→ Passage to read

>> BEGIN

Learning Indexes in hudi

Soumil Nitin Shah¶

Bachelor in Electronic Engineering | Masters in Electrical Engineering | Master in Computer Engineering |

Website : http://soumilshah.com/
Github: https://github.com/soumilshah1995
Linkedin: https://www.linkedin.com/in/shah-soumil/
Blog: https://soumilshah1995.blogspot.com/
Youtube : https://www.youtube.com/channel/UC_eOodxvwS_H7x2uLQa-svw?view_as=subscriber
Facebook Page : https://www.facebook.com/soumilshah1995/
Email : shahsoumil519@gmail.com
projects : https://soumilshah.herokuapp.com/project
I earned a Bachelor of Science in Electronic Engineering and a double master’s in Electrical and Computer Engineering. I have extensive expertise in developing scalable and high-performance software applications in Python. I have a YouTube channel where I teach people about Data Science, Machine learning, Elastic search, and AWS. I work as data Team Lead at Jobtarget where I spent most of my time developing Ingestion Framework and creating microservices and scalable architecture on AWS. I have worked with a massive amount of data which includes creating data lakes (1.2T) optimizing data lakes query by creating a partition and using the right file format and compression. I have also developed and worked on a streaming application for ingesting real-time streams data via kinesis and firehose to elastic search

Topic : Bucket Index¶

Bucket indexes are suitable for upsert use cases on huge datasets with a large number of file groups within partitions, relatively even data distribution across partitions, and can achieve relatively even data distribution on the bucket hash field column.
It can have better upsert performance in these cases due to no index lookup involved as file groups are located based on a hashing mechanism, which is very fast.
This is totally different from both simple and Bloom indexes, where an explicit index lookup step is involved during write.
The buckets here has one-one mapping with the hudi file group and since the total number of buckets (defined by hoodie.bucket.index.num.buckets(default – 4)) is fixed here, it can potentially lead to skewed data (data distributed unevenly across buckets) and scalability (buckets can grow over time) issues over time.

>> END

→ Instruction
Answer each question from the page on indexes in Hudi.
(a) Where does the author work as data Team Lead?
(b) What mechanism locates file groups in a bucket index?
(c) What is the default value of hoodie.bucket.index.num.buckets?

→ Data extract
>> BEGIN

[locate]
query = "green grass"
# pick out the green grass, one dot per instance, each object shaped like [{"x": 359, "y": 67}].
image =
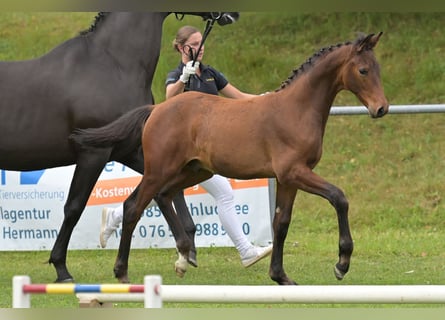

>> END

→ The answer
(a) Jobtarget.
(b) A hashing mechanism.
(c) 4.